Xinghai, her father, makes a point to say that his daughter was not raised to be independent, which carries all kinds of unfortunate implications.  Lorelai and Xinghai have deliberately isolated and created dependency in their child, so she is compelled to obey and would be fearful to leave.  Hana’s parents read like destructive cult leaders.  The Lee household is a doomsday cult of 3.  The doomsday, in this case, isn’t the world ending, it’s Hana dying a spinster.  I kind of feel like I should expand on the crack theory of Hana’s parents raising her using the same techniques as destructive cult leaders.

§ **The data**:

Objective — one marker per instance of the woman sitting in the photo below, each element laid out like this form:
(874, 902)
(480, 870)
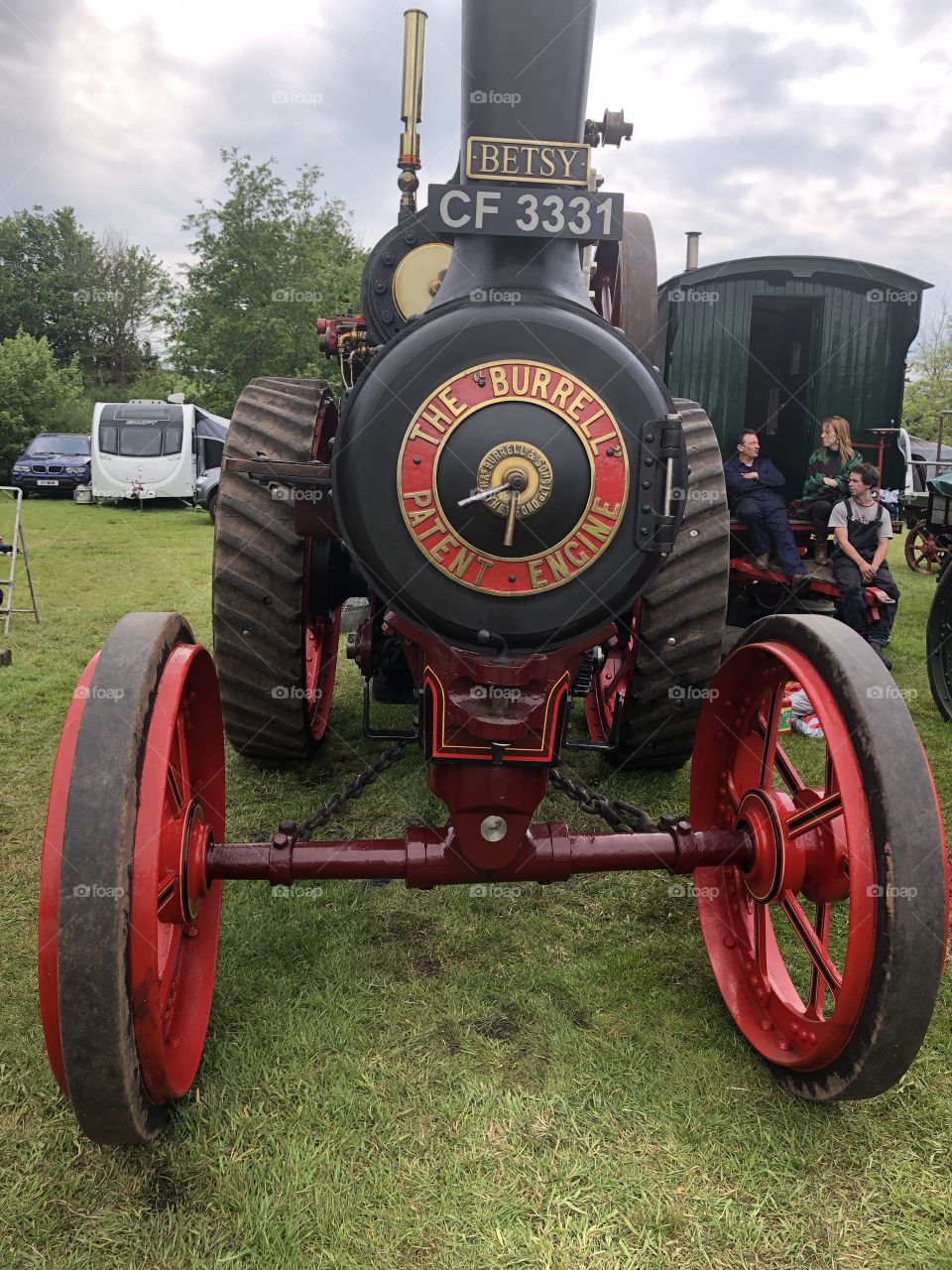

§ **Task list**:
- a) Reproduce the passage about Hana's parents word for word, starting at "Xinghai, her father, makes" and ending at "as destructive cult leaders.".
- b) Resume the passage about Hana's parents, writing on from its final sentence.

§ **Answer list**:
- a)
Xinghai, her father, makes a point to say that his daughter was not raised to be independent, which carries all kinds of unfortunate implications.  Lorelai and Xinghai have deliberately isolated and created dependency in their child, so she is compelled to obey and would be fearful to leave.  Hana’s parents read like destructive cult leaders.  The Lee household is a doomsday cult of 3.  The doomsday, in this case, isn’t the world ending, it’s Hana dying a spinster.  I kind of feel like I should expand on the crack theory of Hana’s parents raising her using the same techniques as destructive cult leaders.

- b)
Hana’s parents come to Valtoria to make her come home or totally disown her.  The resolution one would think of is that her parents accept that Hana doesn’t have to marry and she is grown, or Hana lets her parents disown her, and she cultivates her own self-worth outside of her parents’ demands.  Hana does not exactly get either.  Hana proves her independence by showing that she can still be useful to her parents by getting Rashad to work with Xinghai’s company (using the flimsiest device, Hana knows the son of the Portera Group’s CEO).  Instead of Hana asserting herself as capable and willing to live without their approval or support, she goes out of her way to reinforce their belief that he is meant to be useful.  This allows Xinghai and Lorelai to continue to view her as an asset and does not challenge the terms of their conditional love.  
Hana’s conflict with her family being resolved in this way, as an afterthought, is unsurprising.  The opportunities to develop Hana outside of struggle or usefulness (like during the Shanghai chapters) are just not taken.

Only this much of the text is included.